• Stated exercise: Reproduce the lines between the one holding "Indicate a point on each instance of the man's arm" and the one holding "[(227, 423)]", inclusive, with the requests kept as they are. Multiply each coordinate value in the answers by 2.55 and round to whole numbers, halves up.

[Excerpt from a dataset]
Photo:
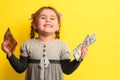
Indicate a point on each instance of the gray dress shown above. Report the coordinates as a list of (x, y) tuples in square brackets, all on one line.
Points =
[(49, 56)]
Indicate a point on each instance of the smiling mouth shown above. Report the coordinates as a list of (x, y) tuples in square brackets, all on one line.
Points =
[(47, 25)]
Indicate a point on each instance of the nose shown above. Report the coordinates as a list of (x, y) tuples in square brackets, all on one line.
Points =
[(47, 20)]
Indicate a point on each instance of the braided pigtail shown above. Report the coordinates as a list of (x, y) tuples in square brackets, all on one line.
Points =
[(57, 34), (32, 33)]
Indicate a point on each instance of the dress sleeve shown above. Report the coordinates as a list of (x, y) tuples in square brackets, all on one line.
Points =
[(65, 52), (21, 63)]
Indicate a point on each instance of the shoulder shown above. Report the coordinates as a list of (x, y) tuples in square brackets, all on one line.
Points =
[(28, 42)]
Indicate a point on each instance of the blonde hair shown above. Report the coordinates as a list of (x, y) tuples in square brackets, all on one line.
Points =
[(34, 18)]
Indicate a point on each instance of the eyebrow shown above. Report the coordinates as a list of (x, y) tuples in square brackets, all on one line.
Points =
[(50, 15)]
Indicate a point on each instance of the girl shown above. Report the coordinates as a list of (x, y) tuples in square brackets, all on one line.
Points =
[(45, 57)]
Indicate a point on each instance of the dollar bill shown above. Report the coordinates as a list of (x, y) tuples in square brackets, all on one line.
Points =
[(12, 42), (89, 40)]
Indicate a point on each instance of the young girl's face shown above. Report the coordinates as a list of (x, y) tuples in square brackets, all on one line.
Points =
[(47, 23)]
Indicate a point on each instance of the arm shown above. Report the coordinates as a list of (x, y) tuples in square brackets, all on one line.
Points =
[(19, 65), (69, 66)]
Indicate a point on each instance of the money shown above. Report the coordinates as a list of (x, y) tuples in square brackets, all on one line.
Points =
[(12, 43), (89, 40)]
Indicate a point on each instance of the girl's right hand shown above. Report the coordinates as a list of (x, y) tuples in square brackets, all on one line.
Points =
[(5, 49)]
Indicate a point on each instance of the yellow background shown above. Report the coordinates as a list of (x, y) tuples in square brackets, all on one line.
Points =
[(80, 17)]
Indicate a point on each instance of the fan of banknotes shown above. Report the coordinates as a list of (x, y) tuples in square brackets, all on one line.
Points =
[(87, 41), (11, 40)]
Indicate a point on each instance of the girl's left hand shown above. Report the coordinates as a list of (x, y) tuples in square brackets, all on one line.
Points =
[(84, 50)]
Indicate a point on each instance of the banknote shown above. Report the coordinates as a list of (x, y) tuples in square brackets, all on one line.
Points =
[(12, 43), (89, 40)]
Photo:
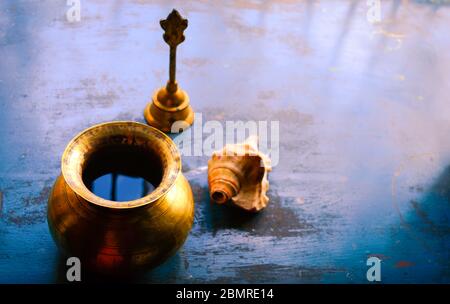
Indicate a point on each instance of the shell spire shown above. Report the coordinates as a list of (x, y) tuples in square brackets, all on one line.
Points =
[(239, 173)]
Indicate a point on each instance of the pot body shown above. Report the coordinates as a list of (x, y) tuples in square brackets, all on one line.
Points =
[(120, 238)]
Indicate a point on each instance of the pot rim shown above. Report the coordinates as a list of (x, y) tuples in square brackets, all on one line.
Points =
[(71, 158)]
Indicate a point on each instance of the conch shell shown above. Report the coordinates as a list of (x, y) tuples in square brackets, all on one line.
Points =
[(239, 173)]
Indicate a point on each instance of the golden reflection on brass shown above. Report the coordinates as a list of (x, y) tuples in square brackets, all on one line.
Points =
[(171, 104), (114, 237)]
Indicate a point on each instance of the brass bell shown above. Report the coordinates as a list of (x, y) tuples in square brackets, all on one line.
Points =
[(170, 104)]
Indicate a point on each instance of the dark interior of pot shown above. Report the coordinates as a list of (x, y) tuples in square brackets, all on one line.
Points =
[(122, 172)]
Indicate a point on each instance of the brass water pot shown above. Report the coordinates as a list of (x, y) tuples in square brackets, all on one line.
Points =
[(113, 237)]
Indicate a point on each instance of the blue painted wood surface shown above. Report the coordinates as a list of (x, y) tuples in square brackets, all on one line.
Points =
[(364, 130)]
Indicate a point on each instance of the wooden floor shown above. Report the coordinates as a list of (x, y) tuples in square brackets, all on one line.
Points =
[(363, 110)]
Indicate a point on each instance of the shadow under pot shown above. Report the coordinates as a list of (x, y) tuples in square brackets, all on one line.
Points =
[(86, 217)]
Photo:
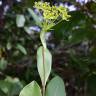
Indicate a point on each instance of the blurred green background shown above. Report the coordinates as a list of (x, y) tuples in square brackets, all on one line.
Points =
[(72, 43)]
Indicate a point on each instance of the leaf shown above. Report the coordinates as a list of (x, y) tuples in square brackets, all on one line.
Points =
[(21, 48), (20, 20), (44, 62), (91, 85), (31, 89), (34, 16), (56, 87)]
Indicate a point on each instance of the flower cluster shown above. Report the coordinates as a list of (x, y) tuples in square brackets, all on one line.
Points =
[(52, 12)]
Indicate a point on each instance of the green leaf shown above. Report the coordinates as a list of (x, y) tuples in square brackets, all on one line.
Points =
[(44, 62), (56, 87), (31, 89), (3, 63), (91, 85), (21, 48), (34, 16), (20, 20)]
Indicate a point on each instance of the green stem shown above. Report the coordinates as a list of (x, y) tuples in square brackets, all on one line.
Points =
[(42, 37)]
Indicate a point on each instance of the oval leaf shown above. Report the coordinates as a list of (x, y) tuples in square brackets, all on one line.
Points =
[(21, 48), (20, 20), (34, 16), (56, 87), (44, 62), (31, 89)]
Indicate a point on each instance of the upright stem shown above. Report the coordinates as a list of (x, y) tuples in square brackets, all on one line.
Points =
[(43, 83)]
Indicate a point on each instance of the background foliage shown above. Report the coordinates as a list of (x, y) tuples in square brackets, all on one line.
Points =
[(73, 45)]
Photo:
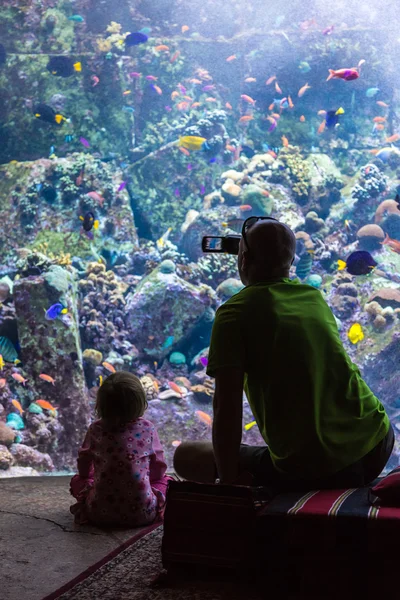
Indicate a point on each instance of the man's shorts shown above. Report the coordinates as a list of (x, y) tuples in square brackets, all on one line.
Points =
[(257, 461)]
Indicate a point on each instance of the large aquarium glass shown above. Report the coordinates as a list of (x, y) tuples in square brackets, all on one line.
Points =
[(130, 129)]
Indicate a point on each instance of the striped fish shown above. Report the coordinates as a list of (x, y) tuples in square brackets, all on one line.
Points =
[(7, 350), (304, 265)]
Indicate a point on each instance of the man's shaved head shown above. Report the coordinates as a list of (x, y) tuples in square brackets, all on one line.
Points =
[(270, 252)]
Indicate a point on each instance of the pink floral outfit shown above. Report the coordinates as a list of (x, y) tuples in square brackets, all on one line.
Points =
[(121, 475)]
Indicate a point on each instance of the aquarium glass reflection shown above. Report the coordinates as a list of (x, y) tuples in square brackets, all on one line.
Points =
[(128, 131)]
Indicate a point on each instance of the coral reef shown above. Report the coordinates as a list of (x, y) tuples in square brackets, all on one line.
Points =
[(370, 237)]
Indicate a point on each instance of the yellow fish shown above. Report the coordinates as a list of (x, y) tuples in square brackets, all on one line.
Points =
[(191, 142), (355, 333), (58, 118), (250, 425), (18, 406), (161, 241)]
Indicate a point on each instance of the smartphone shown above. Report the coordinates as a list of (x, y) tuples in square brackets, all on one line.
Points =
[(228, 244)]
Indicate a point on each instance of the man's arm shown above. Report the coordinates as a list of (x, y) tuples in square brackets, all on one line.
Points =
[(227, 423)]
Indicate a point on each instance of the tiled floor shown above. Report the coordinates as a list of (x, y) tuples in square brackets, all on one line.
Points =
[(40, 547)]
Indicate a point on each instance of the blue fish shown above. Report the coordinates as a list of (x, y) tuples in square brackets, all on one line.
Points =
[(371, 92), (134, 39), (168, 342), (55, 311), (7, 350), (304, 66)]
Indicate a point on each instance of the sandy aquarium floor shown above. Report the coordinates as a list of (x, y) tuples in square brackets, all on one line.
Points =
[(40, 547)]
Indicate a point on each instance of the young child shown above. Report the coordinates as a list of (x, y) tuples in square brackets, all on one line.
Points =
[(121, 468)]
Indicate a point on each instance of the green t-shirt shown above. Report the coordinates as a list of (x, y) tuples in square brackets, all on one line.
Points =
[(312, 407)]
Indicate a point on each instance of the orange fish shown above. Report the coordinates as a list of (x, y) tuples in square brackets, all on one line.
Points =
[(393, 138), (175, 56), (175, 387), (47, 378), (44, 404), (303, 90), (17, 405), (19, 378), (393, 244), (247, 98), (79, 179), (204, 417)]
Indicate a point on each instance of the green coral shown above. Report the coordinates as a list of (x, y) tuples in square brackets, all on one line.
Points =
[(297, 172), (262, 205), (58, 242)]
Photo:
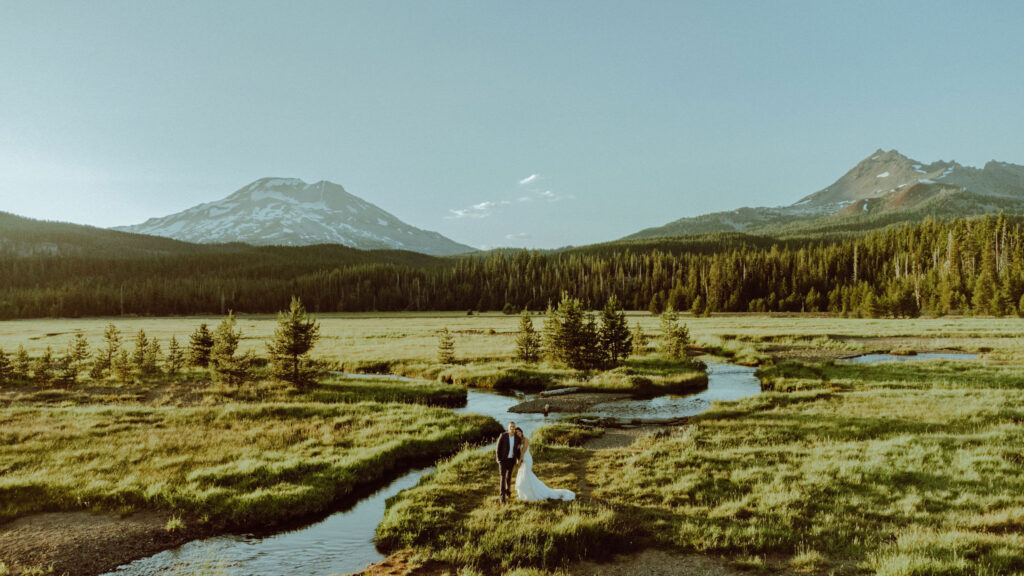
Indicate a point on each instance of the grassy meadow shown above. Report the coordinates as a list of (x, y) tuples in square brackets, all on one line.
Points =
[(370, 339), (893, 469)]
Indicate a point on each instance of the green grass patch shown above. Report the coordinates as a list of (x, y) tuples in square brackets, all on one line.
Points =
[(565, 435), (455, 512), (233, 465), (895, 469)]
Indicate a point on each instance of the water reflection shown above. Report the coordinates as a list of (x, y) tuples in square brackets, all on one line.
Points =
[(725, 382)]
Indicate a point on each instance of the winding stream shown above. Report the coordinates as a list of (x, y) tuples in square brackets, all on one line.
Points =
[(343, 542)]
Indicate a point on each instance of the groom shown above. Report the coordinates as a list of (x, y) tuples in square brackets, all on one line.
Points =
[(509, 452)]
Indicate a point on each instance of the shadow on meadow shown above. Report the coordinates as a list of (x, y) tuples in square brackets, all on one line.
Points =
[(891, 469)]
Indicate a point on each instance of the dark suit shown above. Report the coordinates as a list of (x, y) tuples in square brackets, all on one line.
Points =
[(506, 463)]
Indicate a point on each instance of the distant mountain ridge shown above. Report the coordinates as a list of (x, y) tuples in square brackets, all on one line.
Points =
[(884, 188), (291, 212)]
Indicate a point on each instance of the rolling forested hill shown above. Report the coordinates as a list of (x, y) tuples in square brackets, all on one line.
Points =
[(968, 264)]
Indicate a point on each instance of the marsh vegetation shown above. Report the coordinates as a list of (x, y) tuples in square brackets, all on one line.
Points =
[(906, 468)]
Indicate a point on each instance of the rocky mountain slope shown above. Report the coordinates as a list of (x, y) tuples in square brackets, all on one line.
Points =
[(883, 189), (291, 212)]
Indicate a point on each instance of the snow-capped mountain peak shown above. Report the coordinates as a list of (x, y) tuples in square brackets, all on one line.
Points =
[(291, 212)]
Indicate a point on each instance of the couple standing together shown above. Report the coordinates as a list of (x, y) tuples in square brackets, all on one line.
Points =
[(513, 448)]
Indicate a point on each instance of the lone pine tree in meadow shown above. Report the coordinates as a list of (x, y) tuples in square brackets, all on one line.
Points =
[(175, 357), (145, 357), (22, 364), (445, 346), (571, 335), (122, 366), (614, 336), (43, 368), (6, 368), (527, 341), (295, 336), (78, 354), (107, 355), (675, 336), (227, 367), (640, 339), (200, 344)]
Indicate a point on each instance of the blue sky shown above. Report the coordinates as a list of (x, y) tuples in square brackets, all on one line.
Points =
[(627, 114)]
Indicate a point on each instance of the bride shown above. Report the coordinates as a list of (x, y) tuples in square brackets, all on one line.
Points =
[(527, 486)]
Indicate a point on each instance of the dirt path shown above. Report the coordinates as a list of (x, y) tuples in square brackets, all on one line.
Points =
[(573, 403), (83, 543), (658, 563)]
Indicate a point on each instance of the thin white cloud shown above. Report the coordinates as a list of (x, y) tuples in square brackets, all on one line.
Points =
[(478, 210)]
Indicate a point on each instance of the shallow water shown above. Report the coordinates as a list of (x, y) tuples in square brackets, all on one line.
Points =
[(889, 358), (341, 543), (725, 382)]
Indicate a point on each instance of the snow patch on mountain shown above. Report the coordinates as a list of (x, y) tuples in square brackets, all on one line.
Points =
[(289, 211)]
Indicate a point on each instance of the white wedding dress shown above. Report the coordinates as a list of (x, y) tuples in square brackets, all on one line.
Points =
[(530, 489)]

• Completed exercise:
Indicate a point on each instance of the man's arm shown above. Report the coordinates as a list of (x, y) tuples in square brackets, all on one line.
Points =
[(579, 1079)]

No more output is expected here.